TASK DIRECTIONS -> Convert the lines below into a JSON list of strings, with one string for each line and no entries for blank lines.

— START OF DATA PROVIDED —

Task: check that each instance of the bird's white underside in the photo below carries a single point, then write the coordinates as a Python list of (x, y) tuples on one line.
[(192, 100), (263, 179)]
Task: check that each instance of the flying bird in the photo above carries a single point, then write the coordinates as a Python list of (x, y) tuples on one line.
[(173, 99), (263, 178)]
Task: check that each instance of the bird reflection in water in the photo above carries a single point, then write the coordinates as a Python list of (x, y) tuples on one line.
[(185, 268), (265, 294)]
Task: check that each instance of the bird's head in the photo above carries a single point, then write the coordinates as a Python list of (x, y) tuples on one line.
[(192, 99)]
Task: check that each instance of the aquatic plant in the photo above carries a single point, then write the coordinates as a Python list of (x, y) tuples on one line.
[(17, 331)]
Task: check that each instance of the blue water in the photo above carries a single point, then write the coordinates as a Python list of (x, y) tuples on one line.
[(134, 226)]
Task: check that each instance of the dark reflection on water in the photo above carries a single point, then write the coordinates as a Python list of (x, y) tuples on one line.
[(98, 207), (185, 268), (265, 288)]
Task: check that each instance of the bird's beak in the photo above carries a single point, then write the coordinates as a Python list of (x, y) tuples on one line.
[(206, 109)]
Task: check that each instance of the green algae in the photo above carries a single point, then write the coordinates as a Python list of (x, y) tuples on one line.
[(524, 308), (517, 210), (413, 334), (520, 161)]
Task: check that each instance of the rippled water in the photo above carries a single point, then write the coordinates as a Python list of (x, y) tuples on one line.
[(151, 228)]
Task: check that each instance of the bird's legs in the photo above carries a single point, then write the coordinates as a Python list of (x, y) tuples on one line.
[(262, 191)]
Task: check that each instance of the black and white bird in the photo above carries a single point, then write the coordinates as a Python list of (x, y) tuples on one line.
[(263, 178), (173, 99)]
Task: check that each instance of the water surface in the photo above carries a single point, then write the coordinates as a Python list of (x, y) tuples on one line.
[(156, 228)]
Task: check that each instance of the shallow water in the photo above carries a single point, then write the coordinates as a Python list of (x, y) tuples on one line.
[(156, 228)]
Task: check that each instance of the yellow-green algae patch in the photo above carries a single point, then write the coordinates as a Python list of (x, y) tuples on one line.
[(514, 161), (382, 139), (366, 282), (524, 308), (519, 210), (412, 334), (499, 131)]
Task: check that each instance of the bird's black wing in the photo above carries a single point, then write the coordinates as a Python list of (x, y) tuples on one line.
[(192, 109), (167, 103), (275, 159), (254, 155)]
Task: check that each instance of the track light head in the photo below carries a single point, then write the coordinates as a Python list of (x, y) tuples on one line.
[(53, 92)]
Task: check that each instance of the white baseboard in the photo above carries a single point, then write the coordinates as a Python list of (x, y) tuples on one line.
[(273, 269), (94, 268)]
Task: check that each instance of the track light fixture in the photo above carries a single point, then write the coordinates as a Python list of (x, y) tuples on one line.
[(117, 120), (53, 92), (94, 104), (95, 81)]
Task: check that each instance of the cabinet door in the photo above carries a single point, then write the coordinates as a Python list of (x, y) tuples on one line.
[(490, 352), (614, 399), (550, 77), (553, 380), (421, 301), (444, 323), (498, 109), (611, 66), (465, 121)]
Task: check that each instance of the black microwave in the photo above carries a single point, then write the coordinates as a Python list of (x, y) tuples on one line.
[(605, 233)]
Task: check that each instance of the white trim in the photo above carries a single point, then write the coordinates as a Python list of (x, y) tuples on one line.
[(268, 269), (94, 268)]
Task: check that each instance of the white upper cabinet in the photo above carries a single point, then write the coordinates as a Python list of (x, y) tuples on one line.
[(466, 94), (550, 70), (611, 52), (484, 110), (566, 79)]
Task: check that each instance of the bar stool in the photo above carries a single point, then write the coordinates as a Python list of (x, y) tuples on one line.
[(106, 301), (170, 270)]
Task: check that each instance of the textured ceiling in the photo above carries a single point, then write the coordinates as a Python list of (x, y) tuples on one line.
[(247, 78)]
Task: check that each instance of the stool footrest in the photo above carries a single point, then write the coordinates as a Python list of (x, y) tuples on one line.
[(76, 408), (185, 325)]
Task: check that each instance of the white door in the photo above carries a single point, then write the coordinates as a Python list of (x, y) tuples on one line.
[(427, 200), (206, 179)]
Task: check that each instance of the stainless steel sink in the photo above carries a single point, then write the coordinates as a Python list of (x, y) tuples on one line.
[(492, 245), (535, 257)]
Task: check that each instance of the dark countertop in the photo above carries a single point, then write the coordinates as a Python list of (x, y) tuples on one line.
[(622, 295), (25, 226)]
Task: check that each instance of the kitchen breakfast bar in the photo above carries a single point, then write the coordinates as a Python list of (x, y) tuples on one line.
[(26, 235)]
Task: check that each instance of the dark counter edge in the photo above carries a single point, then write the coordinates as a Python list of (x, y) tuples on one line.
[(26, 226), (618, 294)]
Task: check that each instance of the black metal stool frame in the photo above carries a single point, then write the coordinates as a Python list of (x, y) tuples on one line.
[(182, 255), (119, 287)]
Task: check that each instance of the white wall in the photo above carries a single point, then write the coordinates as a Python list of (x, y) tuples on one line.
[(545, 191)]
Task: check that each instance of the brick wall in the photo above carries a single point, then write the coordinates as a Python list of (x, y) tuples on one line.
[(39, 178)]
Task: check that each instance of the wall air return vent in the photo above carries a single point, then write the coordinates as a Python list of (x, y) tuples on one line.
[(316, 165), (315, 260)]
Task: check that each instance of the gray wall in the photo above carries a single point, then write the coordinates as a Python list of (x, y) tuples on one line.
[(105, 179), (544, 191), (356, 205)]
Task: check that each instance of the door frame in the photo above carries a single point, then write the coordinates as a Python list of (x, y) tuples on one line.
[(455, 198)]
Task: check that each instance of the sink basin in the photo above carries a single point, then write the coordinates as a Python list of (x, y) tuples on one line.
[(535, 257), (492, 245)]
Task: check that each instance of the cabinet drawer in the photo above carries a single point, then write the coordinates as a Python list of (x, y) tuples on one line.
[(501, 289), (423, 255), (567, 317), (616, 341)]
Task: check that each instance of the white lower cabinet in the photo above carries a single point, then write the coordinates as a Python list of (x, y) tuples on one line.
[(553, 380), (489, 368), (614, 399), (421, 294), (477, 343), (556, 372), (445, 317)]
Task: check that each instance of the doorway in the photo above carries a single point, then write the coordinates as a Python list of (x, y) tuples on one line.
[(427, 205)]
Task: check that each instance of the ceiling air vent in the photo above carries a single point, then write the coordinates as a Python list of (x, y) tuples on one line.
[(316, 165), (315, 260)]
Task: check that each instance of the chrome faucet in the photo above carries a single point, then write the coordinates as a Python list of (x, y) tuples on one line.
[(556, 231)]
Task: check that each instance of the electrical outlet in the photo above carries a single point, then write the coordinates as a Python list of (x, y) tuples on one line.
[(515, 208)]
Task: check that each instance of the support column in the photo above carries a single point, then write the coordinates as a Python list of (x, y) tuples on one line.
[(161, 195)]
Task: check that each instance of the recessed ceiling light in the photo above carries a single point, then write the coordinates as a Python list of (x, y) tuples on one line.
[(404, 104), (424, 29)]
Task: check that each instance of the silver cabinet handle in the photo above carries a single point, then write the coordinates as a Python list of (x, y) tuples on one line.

— END OF DATA PROVIDED —

FULL SOLUTION ->
[
  "Task: check that each instance of the bird's white underside in the photo below carries a single point, then write the coordinates as a Python list of (x, y) tuples on one line.",
  "[(192, 100), (263, 179)]",
  "Task: check that each instance of the flying bird in the photo above carries a single point, then write the coordinates as a Python list of (x, y) tuples on one line.",
  "[(173, 99), (263, 178)]",
  "Task: check that each instance of the bird reflection in water in the photo above carries a single point, then write the coordinates as a Python list of (x, y) tuples on one line.",
  "[(185, 268), (265, 294)]",
  "Task: check that each instance of the bird's head in the photo above carries a single point, then write the coordinates as a Python list of (x, y) tuples on one line.",
  "[(192, 99)]",
  "Task: check that each instance of the aquatic plant in the photo above carries a single point, then write the coordinates as a Python list of (x, y) tuples on one line.",
  "[(17, 331)]",
  "Task: check that each instance of the blue water in the photo above carries a single point, then write the coordinates as a Python list of (x, y) tuples on one line.",
  "[(134, 226)]",
  "Task: check that each instance of the dark reflection on water in the photo above carries a single point, then write the coordinates as a Python list of (x, y) tuples on one line.",
  "[(98, 207), (185, 268), (265, 288)]",
  "Task: check that each instance of the bird's beak in the photo above carries a single point, then write the coordinates as a Python list of (x, y) tuples on one line.",
  "[(206, 109)]",
  "Task: check that each instance of the green algae in the photo above carries a single point, then write the coordinates as a Python list of (x, y) tuples on one line.",
  "[(524, 308), (517, 210), (413, 334), (520, 161)]",
  "Task: check that each instance of the rippled water in the photo above carries a single point, then write the coordinates as a Python list of (x, y) tuples on one line.",
  "[(151, 228)]",
  "Task: check that each instance of the bird's legs in the photo above carries a single point, then write the coordinates as a Python list of (x, y) tuples on one line.",
  "[(262, 191)]",
  "Task: check that each instance of the black and white bird in the photo above carries a single point, then write the coordinates as a Python list of (x, y) tuples on one line.",
  "[(263, 178), (173, 99)]",
  "Task: check that each instance of the water surface in the photo above carries a single point, then write the coordinates as a Python list of (x, y) tuples on one line.",
  "[(156, 228)]",
  "Task: check that each instance of the shallow water in the photo above carries a single point, then write the coordinates as a Python list of (x, y) tuples on one line.",
  "[(156, 228)]",
  "Task: check that each instance of the yellow-green algae patch in the photo above carries a single point, then write the coordinates as a Python list of (x, y) tuples on one line.",
  "[(514, 161), (382, 139), (366, 282), (524, 308), (519, 210), (412, 334), (499, 131)]",
  "Task: check that each instance of the bird's black wing in the photo above carries a single point, then write the coordinates as a Python list of (x, y) tuples on one line.",
  "[(192, 109), (167, 103), (275, 159), (254, 155)]",
  "Task: check that each instance of the track light head in the photo below carries a single point, then write the coordinates as a Python list of (x, y) tuples on one line.",
  "[(53, 92)]",
  "Task: check that each instance of the white baseboard in the photo above carries a single point, then write the coordinates as a Python list of (x, y) tuples on one line.",
  "[(273, 269), (94, 268)]",
  "Task: check that each instance of the track light fixture in the photo above carries a single point, then write the coordinates as a Python list of (x, y) tuples on one line.",
  "[(117, 120), (53, 92), (94, 104), (95, 81)]",
  "Task: check that each instance of the cabinet door in the photo above carries a single point, then write the coordinates as a Python list of (x, y) tuples on one line.",
  "[(490, 352), (614, 399), (550, 77), (553, 380), (421, 301), (444, 323), (498, 109), (611, 66), (465, 121)]",
  "Task: check that each instance of the black microwave in the photo above carries a single point, then write the coordinates as a Python list of (x, y) tuples on one line.",
  "[(605, 233)]",
  "Task: check that each instance of the white trim in the photo above carries a single point, then write the coordinates as a Python list of (x, y) tuples on one line.",
  "[(268, 269), (94, 268)]",
  "Task: check that each instance of the white upper cabinet in the photo above carries a single point, then write the coordinates as a Python list of (x, y) tuples on one line.",
  "[(466, 94), (550, 70), (611, 52), (484, 110), (566, 79)]",
  "Task: check that each instance of the bar stool in the photo above carries a single point, then write the coordinates as a Python list of (x, y) tuples on one line.",
  "[(106, 301), (170, 270)]",
  "Task: check that each instance of the textured ceiling in the photo above carries a single point, then write the coordinates as a Python list of (x, y) tuples on one line.",
  "[(247, 78)]",
  "Task: check that each instance of the stool footrest in the photo above carries a single point, then write the coordinates as a Python list of (x, y) tuples on one line.",
  "[(76, 408), (185, 325)]",
  "Task: check that each instance of the white door in the photo above carries a single point, then write the coordinates as a Python list of (x, y) tuples on one line.",
  "[(427, 200), (206, 179)]",
  "Task: check that each instance of the stainless steel sink in the photo above carries a single point, then write the coordinates as a Python list of (x, y) tuples on one line.",
  "[(492, 245), (535, 257)]",
  "Task: check that each instance of the dark countertop in the photo above carries a single point, then write the coordinates as a Python list of (x, y) tuples on one line.",
  "[(622, 295), (25, 226)]",
  "Task: check that each instance of the kitchen breakfast bar in the photo above carries a single point, then write the coordinates as a Python list of (x, y) tuples on one line.",
  "[(26, 235)]",
  "Task: check that each instance of the dark counter edge in the photo above carries a single point, then write the coordinates as a Python list of (x, y) tuples on one line.",
  "[(26, 226), (618, 294)]",
  "Task: check that each instance of the black metal stool frame in the photo above carries a single point, then write the coordinates as a Python list of (x, y) tuples on one line.",
  "[(182, 255), (119, 287)]",
  "Task: check that each instance of the white wall in the photo above carries a single point, then write the coordinates as a Python list of (x, y) tuples on one line.",
  "[(545, 191)]",
  "Task: check that each instance of the brick wall in the photo above carries a single point, then write the coordinates as a Python list of (x, y) tuples on one line.",
  "[(39, 178)]",
  "Task: check that each instance of the wall air return vent in the photo above carries a single point, then write the coordinates as a Python list of (x, y) tuples on one line.",
  "[(316, 165), (315, 260)]",
  "Task: check that each instance of the gray wall in the photo above carries a single point, then write the coordinates as a Python list of (x, y) tuples on one line.",
  "[(105, 179), (544, 191), (356, 205)]",
  "Task: check that each instance of the door frame in the photo above carries a single point, then write the coordinates as a Python list of (x, y) tuples on one line.",
  "[(455, 198)]",
  "Task: check that each instance of the sink basin in the photo above carries a single point, then write the coordinates as a Python list of (x, y) tuples on one line.",
  "[(535, 257), (492, 245)]",
  "Task: check that each instance of the cabinet drawer in the photo above carries a single point, then write the coordinates as a Python list of (x, y) tuples on one line.",
  "[(501, 289), (423, 255), (567, 317), (616, 341)]",
  "Task: check that each instance of the white lower cabinet in the photo above carries a single point, then write the coordinates as a Python list of (x, y) tuples on one line.",
  "[(553, 380), (489, 368), (614, 399), (421, 294), (477, 343), (556, 372), (445, 317)]",
  "Task: check that each instance of the doorway in the photo above carries a single point, then write the coordinates as a Python list of (x, y) tuples on one line.",
  "[(427, 205)]",
  "Task: check that each instance of the ceiling air vent in the photo above carries a single point, then write the coordinates as a Python list of (x, y) tuples on one line.",
  "[(316, 165), (315, 260)]",
  "Task: check that each instance of the chrome faucet in the photo above carries a single point, then write the coordinates as a Python list of (x, y) tuples on one line.",
  "[(556, 231)]",
  "Task: check that each instance of the electrical outlet in the photo above carries a single point, then write the coordinates as a Python list of (x, y) tuples on one line.",
  "[(515, 208)]",
  "Task: check that each instance of the support column in the photo above carries a single point, then write the coordinates as a Python list of (x, y) tuples on one line.",
  "[(161, 195)]",
  "Task: check that each instance of the recessed ceiling light in the photo above carries a single point, then write the coordinates as a Python list of (x, y) tuples on one line.",
  "[(404, 104), (424, 29)]",
  "Task: check that each instance of the silver cabinet handle in the photo above carries a single point, then write the coordinates as a Python list of (x, y) tuples on one line."
]